# Text passage start

Title: Confederate Army Private, prisoner of war, Civil War; home furnishings/hardware store owner
Birthdate: April 27, 1823
Death Date: October 9, 1895
Plot Location: Section 202, Lot 10

Screenshot (1997)

Some of the most interesting moments in Jacob’s life were in his first and his last days, although his life turned out to be anything but dull. The last years resulted in several changes to his will and the family owning and occupying two separate and very different mausoleums.

His father, Paul, came from Nuremberg, Germany and was living in Chambersburg, Pennsylvania when he married a Philadelphia girl named Catherine. Everyone called her Kitty, which wasn’t the best nickname since her maiden name was Kite. She went from Kitty Kite to Kitty Hoeflich on October 19, 1809, when she was 16 years old. 

They must have taken to heart the instruction given to Adam and Eve, as well as Noah and his wife to “be fruitful and multiply.” Kitty became pregnant a month later, and over the next 26 years she gave birth to eight boys and six girls. All of them were born in Chambersburg, and Jacob was right in the middle: the seventh of the 14, and the fourth among the eight boys. What’s remarkable, for that time period, was that each of the 14 children lived well into adulthood and most lived past the age of 65. Equally remarkable was that this photograph of all eight brothers could be taken in their later years. (Jacob is at the lower left.)

The occupation of Jacob’s father is unknown except he took the time to serve in the War of 1812. That would explain the relatively long gap between the births in 1812 and 1816. He saw the birth of his 14th child in 1836 but he died five months later. By that time Jacob was a teenager and there were six siblings older than him who could look after the family. 

Kitty and most of her family migrated to Philadelphia by the 1840s. That’s where Jacob met and married Abigail Ann Hampton on April 27, 1848. They had their first child, Paul, the following year, then moved to Richmond, Virginia. Five more children were born there but only two, Bill and Abbie, lived past 18 months. 

His occupation in the 1850 and 1860 census reports was a “confectioner” but he was also a sympathizer of the Southern way of life. He was listed on an 1850 Virginia Slave Schedule as having one enslaved boy, age 9, but not on any such listing in 1860. He took an oath to swear allegiance to the Confederacy in 1864 when he joined Company F of the 2nd Regiment, Virginia Reserves. Jacob was 41 when he became a prisoner of war.

After he was released in July of 1865, the Hoeflich family returned to Philadelphia. Jacob set up a confectionary store on Lombard Street that lasted a few years, then in 1874 he made and sold picture frames. In 1877 he moved to 2204 South Street where Bill helped him run a home furnishings store. 

A few years later Bill left to make awnings. Paul, who had stayed in Richmond, moved back and worked most of the 1880s with his father, who changed the store’s focus to hardware. That was Jacob’s last and best business effort, remaining there until he died in 1895. At some point Paul joined Bill in the awning business.

# Text passage end
# Supplied records start

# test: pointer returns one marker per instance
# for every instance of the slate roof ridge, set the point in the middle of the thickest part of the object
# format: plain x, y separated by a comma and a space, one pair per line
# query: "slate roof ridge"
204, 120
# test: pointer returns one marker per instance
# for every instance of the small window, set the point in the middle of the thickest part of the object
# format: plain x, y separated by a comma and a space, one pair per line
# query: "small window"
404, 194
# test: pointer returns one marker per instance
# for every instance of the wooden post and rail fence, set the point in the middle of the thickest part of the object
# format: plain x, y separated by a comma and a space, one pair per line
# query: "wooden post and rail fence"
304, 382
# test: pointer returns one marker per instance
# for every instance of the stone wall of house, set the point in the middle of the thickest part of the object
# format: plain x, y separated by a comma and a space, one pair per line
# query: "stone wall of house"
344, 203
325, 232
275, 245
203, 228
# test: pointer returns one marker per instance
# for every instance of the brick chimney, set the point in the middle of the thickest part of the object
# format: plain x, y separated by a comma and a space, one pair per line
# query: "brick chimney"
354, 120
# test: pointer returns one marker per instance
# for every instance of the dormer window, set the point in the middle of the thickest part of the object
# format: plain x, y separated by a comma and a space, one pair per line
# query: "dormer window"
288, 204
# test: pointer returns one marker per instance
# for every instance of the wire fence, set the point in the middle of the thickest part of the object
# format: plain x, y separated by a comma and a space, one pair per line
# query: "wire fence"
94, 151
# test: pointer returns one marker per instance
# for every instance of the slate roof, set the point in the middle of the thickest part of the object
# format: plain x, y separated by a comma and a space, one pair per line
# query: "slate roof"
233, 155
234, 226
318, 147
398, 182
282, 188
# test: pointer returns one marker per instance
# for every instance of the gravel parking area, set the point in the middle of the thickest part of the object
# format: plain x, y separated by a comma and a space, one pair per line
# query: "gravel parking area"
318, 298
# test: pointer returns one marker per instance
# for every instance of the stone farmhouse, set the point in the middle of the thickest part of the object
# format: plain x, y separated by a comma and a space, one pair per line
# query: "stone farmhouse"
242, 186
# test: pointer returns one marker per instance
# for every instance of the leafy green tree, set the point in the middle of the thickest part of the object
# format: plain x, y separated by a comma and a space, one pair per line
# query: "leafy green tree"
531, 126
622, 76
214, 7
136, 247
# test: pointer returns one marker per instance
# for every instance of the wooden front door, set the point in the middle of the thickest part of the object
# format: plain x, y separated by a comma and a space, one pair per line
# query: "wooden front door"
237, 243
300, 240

# Supplied records end

**Challenges:**
1) Locate every line of the rows that contains the string "wire", treating uppercase and lowercase as distinct, and copy each such line.
2) Extend the biographical account of Jacob Hoeflich, continuing on from its final sentence.
The biographical text and the rows have no connection to each other.

**Answers per task:**
1)
# for every instance of the wire fence, set the point in the middle of the thickest part of the object
# query: "wire fence"

2)
They didn’t seem to work well with their father in business. There was a falling-out with his sons which prompted him to amend his will more than once. Jacob had a simple will drawn in 1879 where his wife was executrix and received his entire estate. In 1889 he wrote an amendment, known as a codicil, where he requested that, if she survived him, she should place the estate in trust “as our children are not fit to handle it.” That was changed in 1892  to leave a small share to Bill’s daughters and make his daughter, Abbie Hoeflich Foster, his executrix.

Jacob even specified the simple and plain style of mausoleum he wanted, designating $2000 to pay for it. While it may look more like a bunker, Abbie complied. It was built into the side of a hill in Section 202 on the Philadelphia side (the one on the right in the photo below). The name “Hoeflich-Foster” is inscribed over the door because it would also be used by her and her husband’s family. It is the only mausoleum here where each of the names of those interred are inscribed on the door.

Pneumonia took Jacob’s life in 1895. Abigail promptly appealed the change of executrix to their daughter, but she lost. She drafted her own will in 1904, leaving one dollar to Abbie “because of the unkind manner in which she has treated me, her mother.” It wasn’t just a mother-daughter feud, however; she wrote the same statement regarding Bill and Paul.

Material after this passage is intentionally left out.